Document text
▼

Your next question comes from the line of Peter from Savant from Morgan Stanley. Your line is open.
Hey, guys. This is Edmund. Thanks for the time for the questions. I guess my first question, I'm going to circle back to your SMI tab. Outside of your strong demands that you're seeing for this new technology, what are some of the key learnings you guys are seeing through this program so far? And to what extent have these learnings impacted sort of the evolution of the new platform? And is it still evolving very quickly, or are you essentially locked down in kind of the alpha prototype, if you want to call it that?
I think maybe the one key learning that is most informative to our product development is the tremendous appetite for 1,000 plex assays that we're seeing. That's the place where The SMI is most different from the competing imagers that are being offered elsewhere. And the excitement about what's possible in a thousand Plex is palpable. And I think that has just made us more confident that this idea of taking the Plex leadership position within the market and serving the need, not only of translational researchers who are more comfortable with targeted, assays, but also discovery researchers who demand Plex. I think that's bearing out to be the right strategy for us.
Got it. Thanks. That's very helpful. And given that the in situ imager will involve a CapEx purchase, how important is it to, I guess, be a first mover in this market? How important is this first mover advantage here?
I don't think that the exact order of product launch is critically important to the extent that we are out front talking about the capabilities of our system and providing researchers the opportunity to experience those capabilities. You know, the wave of imagers that's coming to market is we're all coming to market in a relatively short window. And I think one group getting to market, you know, a matter of months before others is not a huge shift in competitive dynamics.
Got it. And then just one more on the SMI TAP program. I think you guys mentioned earlier that you have 10 instruments running R&D internally and also running the TAP programs. And it's already at pretty high utilization capacity. Are there any thoughts on expanding that to maybe something a little higher to accelerate some of the TAP programs or taking more TAP programs and potentially accelerating the timeline?

▲

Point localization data

▼

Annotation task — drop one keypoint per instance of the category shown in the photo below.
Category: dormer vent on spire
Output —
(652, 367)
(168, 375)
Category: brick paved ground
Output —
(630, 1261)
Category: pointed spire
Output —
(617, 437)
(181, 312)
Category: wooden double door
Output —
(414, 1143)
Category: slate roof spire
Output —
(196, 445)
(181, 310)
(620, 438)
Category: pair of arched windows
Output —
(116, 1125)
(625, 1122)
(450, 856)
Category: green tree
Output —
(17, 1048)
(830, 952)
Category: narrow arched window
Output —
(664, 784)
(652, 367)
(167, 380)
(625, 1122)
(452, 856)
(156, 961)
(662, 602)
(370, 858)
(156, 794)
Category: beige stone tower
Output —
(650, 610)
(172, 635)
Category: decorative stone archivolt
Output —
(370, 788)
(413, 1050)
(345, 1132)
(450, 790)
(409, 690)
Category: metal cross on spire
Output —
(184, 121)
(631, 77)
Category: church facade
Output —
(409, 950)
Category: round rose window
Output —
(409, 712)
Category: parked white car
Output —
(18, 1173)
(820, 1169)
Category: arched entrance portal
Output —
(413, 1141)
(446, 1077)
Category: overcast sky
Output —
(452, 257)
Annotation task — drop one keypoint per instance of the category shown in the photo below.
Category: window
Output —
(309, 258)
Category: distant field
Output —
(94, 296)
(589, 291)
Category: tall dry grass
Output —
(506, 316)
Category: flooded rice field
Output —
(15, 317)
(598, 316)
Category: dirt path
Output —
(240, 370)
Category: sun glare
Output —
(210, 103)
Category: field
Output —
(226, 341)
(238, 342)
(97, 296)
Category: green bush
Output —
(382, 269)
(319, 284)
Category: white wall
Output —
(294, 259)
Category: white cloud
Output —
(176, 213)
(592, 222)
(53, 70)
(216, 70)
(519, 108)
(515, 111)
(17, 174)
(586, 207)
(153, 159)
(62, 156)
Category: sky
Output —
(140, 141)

▲

Problems to work on
- A) In the call transcript, what key learning is described as most informative to product development?
- B) Extend the call transcript beyond its final question about the SMI TAP program.
The entries play no part in this exercise.

Responses per task
- A) The tremendous appetite for 1,000 plex assays.

- B)
Yes, there are. I think over time we will expand our SMI TAP program. At the beginning, though, where the SMI alpha prototypes, they're really not nearly as capable as even the betas or the full launch instruments will be. We don't want to overinvest in capacity on alpha systems, so we're thoughtful about how many alphas we dedicate to SMI versus waiting to dedicate more capable betas versus dedicating And again, that future more capable full commercial system. So we're really growing our capacity in a way that makes sense. Our strategy is for 2021 to really work with a highly select group of geomex researchers to demonstrate the capability of the system in a way that allows us to educate the market. In 2022, we'll move into a higher gear where we're really providing test drives directly to the people who we want to sell instruments to. It's a little early right now for us to be doing that given that the full instrument launch is until the second half of 2022. So we will scale up capacity as we get closer to that launch.
Great. Thank you guys very much for the time.
Thank you. There are no further questions at this time. I turn the call back over to Doug Ferriero.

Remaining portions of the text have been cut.